**To do:**
A. In the AIX performance article, how many queries per second did Linux reach on the same hardware?
B. Rewrite the part of the AIX performance article starting at "How I Closed" and ending at "971 queries per second.", with "vector search benchmark" changed to "similarity search benchmark".
C. Extend the AIX performance article onward from its final sentence.

-- Begin Text excerpt --

How I Closed a 23x Performance Gap (Spoiler: There Was No Gap)

Part 2: From “AIX is Slow” to “AIX Matches Linux”

In Part 1, I wrestled with CMake, implemented a thread pool from scratch, and shipped a stable MariaDB 11.8.5 for AIX. The server passed 1,000 concurrent connections, 11 million queries, and zero memory leaks.

Then I ran a vector search benchmark.

AIX: 42 queries per second.
Linux (same hardware): 971 queries per second.

Twenty-three times slower. On identical IBM Power S924 hardware. Same MariaDB version. Same dataset.

This is the story of how we discovered there was no performance gap at all — just configuration mistakes and a suboptimal compiler.

Chapter 1: The Sinking Feeling

There’s a particular kind of despair that comes from seeing a 23x performance gap on identical hardware. It’s the “maybe I should have become a florist” kind of despair.

Let me set the scene: both machines are LPARs running on IBM Power S924 servers with POWER9 processors at 2750 MHz. Same MariaDB 11.8.5. Same test dataset — 100,000 vectors with 768 dimensions, using MariaDB’s MHNSW (Hierarchical Navigable Small World) index for vector search.

-- End Text excerpt --
-- Begin Given information --

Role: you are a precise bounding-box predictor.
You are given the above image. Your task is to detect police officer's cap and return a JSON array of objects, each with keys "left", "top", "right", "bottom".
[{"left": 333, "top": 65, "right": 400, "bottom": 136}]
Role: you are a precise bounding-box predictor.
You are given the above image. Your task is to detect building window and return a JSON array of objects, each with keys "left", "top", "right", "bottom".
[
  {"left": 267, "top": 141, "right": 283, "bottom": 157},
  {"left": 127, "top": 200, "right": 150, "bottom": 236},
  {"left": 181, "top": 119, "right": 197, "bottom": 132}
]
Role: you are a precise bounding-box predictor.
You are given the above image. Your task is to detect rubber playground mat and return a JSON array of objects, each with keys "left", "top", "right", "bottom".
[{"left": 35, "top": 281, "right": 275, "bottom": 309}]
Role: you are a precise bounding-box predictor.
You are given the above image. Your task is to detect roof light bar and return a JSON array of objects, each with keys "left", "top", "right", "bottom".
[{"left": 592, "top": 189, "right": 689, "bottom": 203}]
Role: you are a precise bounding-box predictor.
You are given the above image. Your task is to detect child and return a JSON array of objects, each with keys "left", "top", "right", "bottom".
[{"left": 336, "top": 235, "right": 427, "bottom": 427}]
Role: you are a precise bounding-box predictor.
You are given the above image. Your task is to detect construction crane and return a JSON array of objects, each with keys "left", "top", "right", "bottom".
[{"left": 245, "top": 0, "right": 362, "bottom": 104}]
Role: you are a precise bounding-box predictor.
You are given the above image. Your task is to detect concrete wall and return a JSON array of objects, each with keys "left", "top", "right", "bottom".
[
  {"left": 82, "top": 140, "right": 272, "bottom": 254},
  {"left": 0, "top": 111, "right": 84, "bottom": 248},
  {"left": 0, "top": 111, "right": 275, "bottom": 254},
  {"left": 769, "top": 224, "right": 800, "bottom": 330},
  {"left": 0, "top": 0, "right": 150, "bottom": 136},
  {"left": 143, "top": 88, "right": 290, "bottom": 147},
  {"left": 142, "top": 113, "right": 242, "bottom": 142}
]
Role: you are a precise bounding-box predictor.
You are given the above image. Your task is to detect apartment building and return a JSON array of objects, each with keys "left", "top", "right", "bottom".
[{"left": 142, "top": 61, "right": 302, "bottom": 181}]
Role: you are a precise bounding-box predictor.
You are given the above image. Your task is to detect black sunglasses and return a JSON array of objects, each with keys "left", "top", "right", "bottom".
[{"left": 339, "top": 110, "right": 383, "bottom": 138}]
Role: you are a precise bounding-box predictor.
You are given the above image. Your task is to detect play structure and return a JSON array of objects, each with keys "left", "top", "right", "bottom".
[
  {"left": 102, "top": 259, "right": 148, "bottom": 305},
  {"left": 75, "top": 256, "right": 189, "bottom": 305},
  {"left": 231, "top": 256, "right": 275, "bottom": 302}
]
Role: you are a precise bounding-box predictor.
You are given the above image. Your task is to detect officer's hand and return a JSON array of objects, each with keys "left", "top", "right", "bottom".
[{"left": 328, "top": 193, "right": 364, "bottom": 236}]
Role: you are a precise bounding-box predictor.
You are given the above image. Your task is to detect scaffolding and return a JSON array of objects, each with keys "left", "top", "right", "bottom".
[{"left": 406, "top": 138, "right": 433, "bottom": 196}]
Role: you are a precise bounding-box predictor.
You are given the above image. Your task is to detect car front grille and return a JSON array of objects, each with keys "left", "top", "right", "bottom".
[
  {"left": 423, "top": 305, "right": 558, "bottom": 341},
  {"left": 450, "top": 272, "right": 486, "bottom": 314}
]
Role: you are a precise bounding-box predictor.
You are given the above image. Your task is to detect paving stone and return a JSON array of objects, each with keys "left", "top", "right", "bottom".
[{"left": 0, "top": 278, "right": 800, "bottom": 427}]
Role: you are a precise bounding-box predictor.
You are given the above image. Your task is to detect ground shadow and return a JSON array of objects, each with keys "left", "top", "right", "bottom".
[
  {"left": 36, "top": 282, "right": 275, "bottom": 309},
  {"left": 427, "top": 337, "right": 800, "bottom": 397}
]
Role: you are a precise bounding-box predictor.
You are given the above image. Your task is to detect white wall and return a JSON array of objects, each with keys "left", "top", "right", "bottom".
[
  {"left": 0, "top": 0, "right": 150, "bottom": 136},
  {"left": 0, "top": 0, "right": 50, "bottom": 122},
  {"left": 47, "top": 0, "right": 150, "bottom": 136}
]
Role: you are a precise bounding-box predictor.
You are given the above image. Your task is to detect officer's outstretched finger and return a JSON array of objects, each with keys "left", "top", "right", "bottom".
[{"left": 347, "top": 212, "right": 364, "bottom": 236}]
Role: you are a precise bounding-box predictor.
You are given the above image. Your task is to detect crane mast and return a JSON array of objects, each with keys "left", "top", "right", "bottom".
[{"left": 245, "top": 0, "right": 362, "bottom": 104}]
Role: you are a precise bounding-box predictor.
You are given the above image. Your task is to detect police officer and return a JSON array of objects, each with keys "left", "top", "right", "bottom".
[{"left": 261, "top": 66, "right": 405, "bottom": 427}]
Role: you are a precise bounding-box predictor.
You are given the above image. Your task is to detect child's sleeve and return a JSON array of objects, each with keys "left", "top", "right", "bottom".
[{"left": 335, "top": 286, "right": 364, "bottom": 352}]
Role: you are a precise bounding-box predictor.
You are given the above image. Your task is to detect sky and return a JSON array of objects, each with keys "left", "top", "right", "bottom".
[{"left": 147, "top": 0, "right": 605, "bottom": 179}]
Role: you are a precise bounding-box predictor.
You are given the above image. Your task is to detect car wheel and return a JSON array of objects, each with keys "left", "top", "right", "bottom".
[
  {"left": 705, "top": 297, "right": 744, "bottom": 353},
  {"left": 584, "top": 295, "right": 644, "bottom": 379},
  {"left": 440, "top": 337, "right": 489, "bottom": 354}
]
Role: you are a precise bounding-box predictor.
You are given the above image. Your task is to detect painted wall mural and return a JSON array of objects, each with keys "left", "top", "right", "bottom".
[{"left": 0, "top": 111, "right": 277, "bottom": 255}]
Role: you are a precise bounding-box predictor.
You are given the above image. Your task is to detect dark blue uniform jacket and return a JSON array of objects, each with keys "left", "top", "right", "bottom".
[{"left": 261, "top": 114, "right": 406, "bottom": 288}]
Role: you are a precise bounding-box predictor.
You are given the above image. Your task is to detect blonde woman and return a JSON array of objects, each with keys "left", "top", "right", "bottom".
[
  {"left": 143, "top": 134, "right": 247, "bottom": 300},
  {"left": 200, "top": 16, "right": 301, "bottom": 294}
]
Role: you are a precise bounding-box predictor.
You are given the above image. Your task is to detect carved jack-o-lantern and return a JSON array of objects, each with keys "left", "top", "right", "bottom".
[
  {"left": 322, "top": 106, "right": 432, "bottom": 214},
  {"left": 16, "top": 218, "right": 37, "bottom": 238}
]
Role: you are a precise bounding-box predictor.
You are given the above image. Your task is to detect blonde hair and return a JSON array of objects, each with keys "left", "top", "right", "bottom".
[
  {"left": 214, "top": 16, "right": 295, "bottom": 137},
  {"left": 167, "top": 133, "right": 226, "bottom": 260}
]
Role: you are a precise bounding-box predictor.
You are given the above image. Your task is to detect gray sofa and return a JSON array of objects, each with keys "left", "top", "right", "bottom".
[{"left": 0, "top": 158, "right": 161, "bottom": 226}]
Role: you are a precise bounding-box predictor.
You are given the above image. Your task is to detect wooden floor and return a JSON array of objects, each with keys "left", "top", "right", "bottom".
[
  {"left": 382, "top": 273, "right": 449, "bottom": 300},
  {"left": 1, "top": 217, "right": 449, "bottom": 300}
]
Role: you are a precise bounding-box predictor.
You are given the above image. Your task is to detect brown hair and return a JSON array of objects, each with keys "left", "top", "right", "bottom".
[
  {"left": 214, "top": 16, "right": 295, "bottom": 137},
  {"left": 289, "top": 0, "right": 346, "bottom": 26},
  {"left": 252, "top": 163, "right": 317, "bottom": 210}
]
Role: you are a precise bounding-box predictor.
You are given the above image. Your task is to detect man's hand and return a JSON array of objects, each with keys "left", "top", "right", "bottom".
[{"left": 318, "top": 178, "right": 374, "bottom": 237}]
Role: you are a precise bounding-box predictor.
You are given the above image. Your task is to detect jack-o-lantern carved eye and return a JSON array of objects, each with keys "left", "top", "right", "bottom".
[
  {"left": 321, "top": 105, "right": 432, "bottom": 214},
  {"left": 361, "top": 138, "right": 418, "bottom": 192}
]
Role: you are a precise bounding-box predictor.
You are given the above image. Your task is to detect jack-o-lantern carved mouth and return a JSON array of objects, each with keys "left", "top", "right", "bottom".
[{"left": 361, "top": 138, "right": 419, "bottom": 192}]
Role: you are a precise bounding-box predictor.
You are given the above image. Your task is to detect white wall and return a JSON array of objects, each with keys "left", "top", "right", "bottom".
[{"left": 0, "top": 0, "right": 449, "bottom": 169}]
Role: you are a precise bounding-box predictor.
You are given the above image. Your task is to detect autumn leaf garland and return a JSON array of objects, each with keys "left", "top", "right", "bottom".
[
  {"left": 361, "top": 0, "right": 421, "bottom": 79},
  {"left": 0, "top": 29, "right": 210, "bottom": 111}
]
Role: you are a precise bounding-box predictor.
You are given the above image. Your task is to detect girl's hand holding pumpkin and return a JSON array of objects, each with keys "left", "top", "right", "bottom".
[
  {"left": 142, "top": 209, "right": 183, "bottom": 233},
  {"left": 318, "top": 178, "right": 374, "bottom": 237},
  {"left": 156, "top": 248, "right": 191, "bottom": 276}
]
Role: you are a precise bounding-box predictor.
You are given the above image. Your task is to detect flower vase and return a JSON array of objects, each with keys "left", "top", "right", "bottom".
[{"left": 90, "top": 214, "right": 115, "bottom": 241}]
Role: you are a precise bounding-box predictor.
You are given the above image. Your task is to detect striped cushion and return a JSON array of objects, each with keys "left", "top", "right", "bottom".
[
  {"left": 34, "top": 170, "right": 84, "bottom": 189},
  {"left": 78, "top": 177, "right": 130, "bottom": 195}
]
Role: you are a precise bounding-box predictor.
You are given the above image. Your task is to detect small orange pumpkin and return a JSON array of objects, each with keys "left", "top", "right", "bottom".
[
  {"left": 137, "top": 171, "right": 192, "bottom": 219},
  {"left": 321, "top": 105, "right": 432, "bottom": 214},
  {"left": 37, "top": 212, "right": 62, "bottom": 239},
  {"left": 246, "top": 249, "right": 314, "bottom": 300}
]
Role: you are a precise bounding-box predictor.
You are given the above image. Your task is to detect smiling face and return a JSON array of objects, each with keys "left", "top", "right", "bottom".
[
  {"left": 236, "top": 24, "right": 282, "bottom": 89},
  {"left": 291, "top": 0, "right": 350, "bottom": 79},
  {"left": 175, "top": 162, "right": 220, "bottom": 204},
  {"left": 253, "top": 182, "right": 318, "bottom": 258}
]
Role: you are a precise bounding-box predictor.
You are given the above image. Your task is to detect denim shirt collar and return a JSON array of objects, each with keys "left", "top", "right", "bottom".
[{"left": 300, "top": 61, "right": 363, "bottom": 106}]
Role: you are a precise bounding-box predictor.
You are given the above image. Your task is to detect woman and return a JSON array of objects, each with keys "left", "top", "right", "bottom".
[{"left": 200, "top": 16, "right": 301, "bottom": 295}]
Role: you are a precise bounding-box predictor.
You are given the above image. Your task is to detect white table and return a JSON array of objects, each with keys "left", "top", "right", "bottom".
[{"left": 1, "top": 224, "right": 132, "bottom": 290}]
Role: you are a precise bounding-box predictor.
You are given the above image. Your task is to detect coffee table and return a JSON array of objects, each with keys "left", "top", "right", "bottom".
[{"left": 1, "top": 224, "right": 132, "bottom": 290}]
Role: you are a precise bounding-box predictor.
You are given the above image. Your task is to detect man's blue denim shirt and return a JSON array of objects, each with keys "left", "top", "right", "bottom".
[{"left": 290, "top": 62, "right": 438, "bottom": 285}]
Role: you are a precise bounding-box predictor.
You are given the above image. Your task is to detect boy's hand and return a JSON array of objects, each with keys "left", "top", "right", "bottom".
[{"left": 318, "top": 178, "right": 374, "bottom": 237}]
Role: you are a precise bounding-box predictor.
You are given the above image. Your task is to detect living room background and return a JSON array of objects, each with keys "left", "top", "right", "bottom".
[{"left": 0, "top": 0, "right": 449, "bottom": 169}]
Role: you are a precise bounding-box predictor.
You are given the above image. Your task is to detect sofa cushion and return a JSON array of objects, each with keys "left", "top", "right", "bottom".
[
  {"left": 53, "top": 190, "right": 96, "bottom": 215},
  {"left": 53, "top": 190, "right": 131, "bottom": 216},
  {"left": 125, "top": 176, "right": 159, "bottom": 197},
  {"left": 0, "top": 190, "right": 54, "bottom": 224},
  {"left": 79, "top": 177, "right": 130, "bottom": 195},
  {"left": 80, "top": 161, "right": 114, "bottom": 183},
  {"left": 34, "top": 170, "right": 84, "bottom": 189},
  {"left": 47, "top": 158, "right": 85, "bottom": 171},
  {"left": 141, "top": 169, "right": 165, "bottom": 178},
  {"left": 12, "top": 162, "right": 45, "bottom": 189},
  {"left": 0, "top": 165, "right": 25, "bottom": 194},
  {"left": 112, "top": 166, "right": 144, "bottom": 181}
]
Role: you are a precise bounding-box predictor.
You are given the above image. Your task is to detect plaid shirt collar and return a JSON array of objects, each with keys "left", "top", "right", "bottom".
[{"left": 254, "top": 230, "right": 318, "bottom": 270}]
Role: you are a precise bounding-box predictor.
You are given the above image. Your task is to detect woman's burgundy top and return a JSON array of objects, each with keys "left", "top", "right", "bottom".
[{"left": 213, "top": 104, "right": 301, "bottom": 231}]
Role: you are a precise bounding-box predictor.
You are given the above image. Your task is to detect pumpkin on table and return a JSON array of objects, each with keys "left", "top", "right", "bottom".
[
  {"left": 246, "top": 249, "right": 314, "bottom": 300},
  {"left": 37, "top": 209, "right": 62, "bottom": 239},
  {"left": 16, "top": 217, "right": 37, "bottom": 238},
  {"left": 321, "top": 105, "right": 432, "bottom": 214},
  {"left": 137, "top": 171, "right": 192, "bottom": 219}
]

-- End Given information --

**Results in order:**
A. 971 queries per second.

B.
How I Closed a 23x Performance Gap (Spoiler: There Was No Gap)

Part 2: From “AIX is Slow” to “AIX Matches Linux”

In Part 1, I wrestled with CMake, implemented a thread pool from scratch, and shipped a stable MariaDB 11.8.5 for AIX. The server passed 1,000 concurrent connections, 11 million queries, and zero memory leaks.

Then I ran a similarity search benchmark.

AIX: 42 queries per second.
Linux (same hardware): 971 queries per second.

C.
The benchmark was simple: find the 10 nearest neighbors to a query vector. The kind of operation that powers every AI-enhanced search feature you’ve ever used.

Linux did it in about 1 millisecond. AIX took 24 milliseconds.

My first instinct was denial. “The benchmark must be wrong.” It wasn’t. “Maybe the index is corrupted.” It wasn’t. “Perhaps the network is slow.” It was a local socket connection.

Time to dig in.

Chapter 2: The First 65x — Configuration Matters

The Cache That Forgot Everything

The first clue came from MariaDB’s profiler. Every single query was taking the same amount of time, whether it was the first or the hundredth. That’s not how caches work.

I checked MariaDB’s MHNSW configuration:

SHOW VARIABLES LIKE 'mhnsw%';

mhnsw_max_cache_size: 16777216

16 MB. Our vector graph needs about 300 MB to hold the HNSW structure in memory.

Here’s the kicker: when the cache fills up, MariaDB doesn’t evict old entries (no LRU). It throws everything away and starts fresh. Every. Single. Query.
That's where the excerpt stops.